**Stated goal 1:**
Please return the stretch of the Beat album text from "- Genre: Post-rock;" through "Europe in 1997.", copied word for word.
**Stated goal 2:**
In the Beat album text, which company licensed the album for release in the United Kingdom and Europe?
** begin Source passage **
Studio album by Bowery Electric
- Released: November 12, 1996
- Recorded: June 1996
- Studio: Studio .45 (Hartford, Connecticut)
- Genre: Post-rock; shoegaze; ambient pop; trip hop; dream pop; ambient;
- Length: 63:35
- Label: Kranky
- Producer: Rich Costey; Bowery Electric;

Bowery Electric chronology
| Bowery Electric (1995) | Beat (1996) | Vertigo (1997) |

Singles from Beat
- "Without Stopping"; "Coming Down";

= Beat (Bowery Electric album) =

Beat is the second studio album by American band Bowery Electric. It was released on November 12, 1996 by Kranky. Beggars Banquet Records licensed Beat for release in the United Kingdom and Europe in 1997.

The cover art is taken from Catherine Opie's photograph "Untitled No. 27", depicting the Corona Del Mar Freeway in Costa Mesa, California.
** end Source passage **
** begin Listing **
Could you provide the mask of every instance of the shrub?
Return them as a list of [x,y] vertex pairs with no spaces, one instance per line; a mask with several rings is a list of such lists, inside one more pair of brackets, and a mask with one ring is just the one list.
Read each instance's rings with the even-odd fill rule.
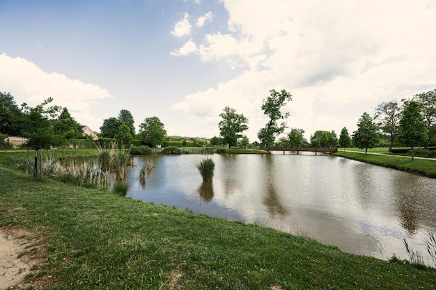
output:
[[201,150],[201,154],[214,154],[215,150],[213,148],[210,148],[210,147],[206,147]]
[[0,149],[10,149],[12,144],[6,139],[8,135],[0,134]]
[[130,153],[133,155],[150,155],[153,154],[153,150],[148,146],[141,145],[132,147]]
[[226,148],[218,148],[217,149],[217,153],[218,154],[224,154],[226,153]]
[[178,147],[170,146],[164,148],[162,154],[168,155],[180,155],[182,154],[182,150]]
[[211,182],[213,178],[214,170],[215,169],[215,163],[210,158],[203,159],[200,164],[197,166],[197,168],[200,171],[200,174],[203,177],[203,182]]
[[114,187],[112,191],[115,193],[118,193],[121,196],[125,196],[129,191],[129,184],[127,182],[115,182],[114,183]]

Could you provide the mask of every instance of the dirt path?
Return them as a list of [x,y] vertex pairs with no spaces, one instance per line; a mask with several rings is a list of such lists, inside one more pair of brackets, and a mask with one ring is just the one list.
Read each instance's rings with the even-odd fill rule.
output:
[[0,290],[38,288],[31,279],[42,262],[35,236],[23,229],[0,227]]

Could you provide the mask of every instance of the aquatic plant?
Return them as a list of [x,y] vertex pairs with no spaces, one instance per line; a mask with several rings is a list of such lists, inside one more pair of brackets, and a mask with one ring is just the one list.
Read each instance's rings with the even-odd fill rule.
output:
[[203,159],[197,166],[204,182],[211,182],[213,178],[215,163],[210,158]]
[[114,187],[112,191],[115,193],[118,193],[121,196],[125,196],[129,191],[129,184],[127,182],[116,182],[114,183]]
** end Listing **
**Complete response 1:**
- Genre: Post-rock; shoegaze; ambient pop; trip hop; dream pop; ambient;
- Length: 63:35
- Label: Kranky
- Producer: Rich Costey; Bowery Electric;

Bowery Electric chronology
| Bowery Electric (1995) | Beat (1996) | Vertigo (1997) |

Singles from Beat
- "Without Stopping"; "Coming Down";

= Beat (Bowery Electric album) =

Beat is the second studio album by American band Bowery Electric. It was released on November 12, 1996 by Kranky. Beggars Banquet Records licensed Beat for release in the United Kingdom and Europe in 1997.

**Complete response 2:**
Beggars Banquet Records